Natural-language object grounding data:
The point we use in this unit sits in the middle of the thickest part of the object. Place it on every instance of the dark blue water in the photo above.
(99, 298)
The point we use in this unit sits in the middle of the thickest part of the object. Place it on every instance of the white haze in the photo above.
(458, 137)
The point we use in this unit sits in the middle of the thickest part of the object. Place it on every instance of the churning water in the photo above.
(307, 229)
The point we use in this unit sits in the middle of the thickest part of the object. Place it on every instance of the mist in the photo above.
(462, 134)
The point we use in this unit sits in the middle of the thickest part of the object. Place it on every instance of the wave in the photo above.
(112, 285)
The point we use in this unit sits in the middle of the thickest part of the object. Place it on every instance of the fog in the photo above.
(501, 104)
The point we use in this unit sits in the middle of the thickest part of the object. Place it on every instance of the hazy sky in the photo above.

** What is required **
Only the lines from the one containing "churning water in the photo above." through the final line of the data belong in the answer, repeated exactly.

** Output of the task **
The point we use in this unit sits in the middle of the thickest part of the object. Place it on every instance of the churning water in the photo above.
(307, 229)
The point we use in this unit sits in the middle of the thickest part of the object. Place it on every instance of the mist in the photo above.
(462, 134)
The point we use in this unit sits in the middle of the thickest part of the object. Place it on every instance of the wave in the photo above.
(112, 285)
The point we use in this unit sits in the middle of the thickest part of the object. Place it on every instance of the fog in the photo above.
(501, 104)
The point we use in this unit sits in the middle of the thickest part of the object. Place it on every instance of the hazy sky in the photo above.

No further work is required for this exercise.